* **Kaynak Metin**
-=-=-

Değerli Başkan, kıymetli üyeler; Uzay Ajansının kuruluşunu -oldukça küçük bir bütçeyle bile olsa- mutlulukla karşılıyoruz. Türk Bayrağı'nın göklerde, uzayda; KOBİ'lerimizde, organize sanayi bölgelerinde dalgalanması hepimizin gururudur ancak Uzay Ajansına verilen bu küçük bütçenin, Türk Hava Kurumunun geçtiğimiz yaz ayları içerisinde yerde kalan uçaklarının tamir edilememesi, bunlara uygun ustalık, teknolojik müdahalenin devreye sokulamaması gibi bir tehlikeyle karşı karşıya kalması riskini göz önünde tutmak gerekmektedir. Uzay Ajansına ayrılan para, Türk Hava Kurumundan esirgenen para gibi, maalesef, Türkiye'nin ciğerlerinin yandığı durumda atıl, etkisiz ve sadece propagandaya dönük bir çalışmaya dönüşmemelidir.
Sayın Başkan, Sayın Bakan, değerli üyeler; 2022 Sanayi ve Teknoloji Bakanlığı bütçesi, maalesef, bu özellikleri itibarıyla KOBİ'ler, istihdam, AR-GE, ithal ikamesi kapasitemiz, ihracat ve markalaşma süreçleri açısından beklentilerimizin altındadır.
BAŞKAN CEVDET YILMAZ - Süreniz dolmuştur.
İki dakika ek süre veriyorum, lütfen tamamlayınız.
FETHİ AÇIKEL (İstanbul) - Teşekkürler Sayın Başkan.
Sanayi ve Teknoloji Bakanlığı bütçesinin bu beklentileri karşılayabilmesi için, İkinci Yüzyıla Çağrı Beyannamemizin ışığında vurguladığımız yeni bir kamu yatırımcılığı modeline, yeni bir stratejik planlamacılığa, yeni bir ulusal kalkınmacılığa, yeni bir kooperatifçiliğe, yeni bir kamu-özel iş birliği modeline ve her şeyden önemlisi yeni bir demokratik yurttaş katılım pratiğine ihtiyacı vardır. Güçlendirilmiş parlamenter sistem içinde cumhuriyetimizin demokrasi ve ulusal kalkınmayla taçlandırılması ancak bu sayede mümkün olacaktır.

-=-=-

* **Sağlanan Malzeme**
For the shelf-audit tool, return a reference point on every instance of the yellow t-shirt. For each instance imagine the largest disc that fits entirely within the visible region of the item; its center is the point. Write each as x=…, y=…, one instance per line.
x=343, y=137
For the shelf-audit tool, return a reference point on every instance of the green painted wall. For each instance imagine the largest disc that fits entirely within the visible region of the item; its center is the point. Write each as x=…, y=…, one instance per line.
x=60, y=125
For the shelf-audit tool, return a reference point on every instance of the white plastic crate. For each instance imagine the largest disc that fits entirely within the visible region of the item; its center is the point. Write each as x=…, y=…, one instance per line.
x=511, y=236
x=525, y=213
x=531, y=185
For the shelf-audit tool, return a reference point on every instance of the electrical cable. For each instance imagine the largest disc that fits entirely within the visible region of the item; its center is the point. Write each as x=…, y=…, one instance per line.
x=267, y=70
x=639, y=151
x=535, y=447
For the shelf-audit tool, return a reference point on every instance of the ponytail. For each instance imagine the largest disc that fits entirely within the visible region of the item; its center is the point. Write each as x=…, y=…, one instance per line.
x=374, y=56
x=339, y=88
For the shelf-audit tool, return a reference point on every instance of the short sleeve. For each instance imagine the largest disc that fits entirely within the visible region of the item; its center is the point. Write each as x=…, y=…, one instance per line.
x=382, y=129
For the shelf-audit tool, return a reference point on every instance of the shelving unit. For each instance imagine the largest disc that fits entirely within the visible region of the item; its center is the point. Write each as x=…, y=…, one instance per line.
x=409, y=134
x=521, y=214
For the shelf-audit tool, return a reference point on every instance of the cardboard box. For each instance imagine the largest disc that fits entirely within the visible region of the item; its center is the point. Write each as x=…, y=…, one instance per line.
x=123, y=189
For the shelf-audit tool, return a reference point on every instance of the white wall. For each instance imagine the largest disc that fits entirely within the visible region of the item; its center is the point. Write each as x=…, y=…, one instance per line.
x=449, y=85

-=-=-

* **Yapılacaklar**
1. Sanayi ve Teknoloji Bakanlığı bütçesi üzerine yapılan konuşmaya göre aşağıdaki soruları yanıtlayın.
(a) Konuşmacı, Uzay Ajansına ayrılan bütçeyi nasıl nitelendiriyor?
(b) Başkan konuşmacıya ne kadar ek süre veriyor?
(c) Cumhuriyetin demokrasi ve ulusal kalkınmayla taçlandırılması hangi sistem içinde mümkün olacak?
2. Sanayi ve Teknoloji Bakanlığı bütçesi üzerine yapılan konuşmayı, gösterilen son cümleden sonra devam ettirin.

* **Görev Yanıtları**
1.
(a) Oldukça küçük bir bütçe olarak.
(b) İki dakika.
(c) Güçlendirilmiş parlamenter sistem içinde.

2.
Stratejik şirketlerimiz arasında yer alan ve millî gururumuz olan ASELSAN 1975 yılında, TUSAŞ 1973 yılında, ASPİLSAN 1981 yılında, HAVELSAN 1982 yılında, ROKETSAN ise 1988 yılında kurulmuştur. Ulusal savunma sanayimizin gelişmesi ulus olarak bizi her zaman gururlandırmaktadır ama şu da unutulmamalıdır ki ulusal savunma sanayisinde ve teknolojilerinde elde edilen gelişmeler Adalet ve Kalkınma Partisinden ve Adalet ve Kalkınma Partisinin desteklediği 5'li çeteden önce de vardı, sonra da olacaktır.
BAŞKAN CEVDET YILMAZ - Süreniz dolmuştur, son cümlelerinizi alalım.
FETHİ AÇIKEL (İstanbul) - Adalet ve Kalkınma Partisinin ranta, kara paraya ve kayırmacılığa dayalı savunma ve teknoloji politikaları, bu çerçevede, ulusal bir proje olarak sunulmamalıdır.
Tüm heyeti saygılarımla selamlıyorum.